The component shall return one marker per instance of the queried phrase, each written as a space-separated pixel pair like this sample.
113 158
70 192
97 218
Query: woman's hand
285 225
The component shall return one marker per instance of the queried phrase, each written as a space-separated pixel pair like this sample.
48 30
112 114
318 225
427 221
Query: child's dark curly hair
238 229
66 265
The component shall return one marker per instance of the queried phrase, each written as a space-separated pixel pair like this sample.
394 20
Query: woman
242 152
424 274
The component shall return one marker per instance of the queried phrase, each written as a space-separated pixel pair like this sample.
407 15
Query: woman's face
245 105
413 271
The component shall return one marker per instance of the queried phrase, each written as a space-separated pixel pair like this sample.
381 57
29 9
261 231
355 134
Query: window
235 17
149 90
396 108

== YOUR INSTRUCTIONS ==
Could you print all of the rows above again, word for word and line for line?

== REPLY TO THE TASK ==
The component shall return one marker per instance of the queried phrase, each written as a space-separated pixel pair like this sample.
113 158
70 192
97 218
Query: woman's hand
285 225
The component shall return one marker per instance of the queried phrase, each written as a space-separated pixel pair like this sample.
48 30
112 114
318 225
427 221
Query: child's dark curly hair
238 229
66 265
The component shall return one marker per instance of the queried phrase, each written as a space-separated pixel pair like this sample.
394 20
Query: woman
242 152
424 274
The component shall return one marker per instance of the queried phrase, each written as a space-separated pixel pair like this sample.
407 15
Query: woman's face
245 105
413 271
The component shall return one marker per instance of the queried phrase, each written as a space-separated pixel pair like this sample.
381 57
29 9
261 231
355 134
Query: window
235 17
149 90
396 108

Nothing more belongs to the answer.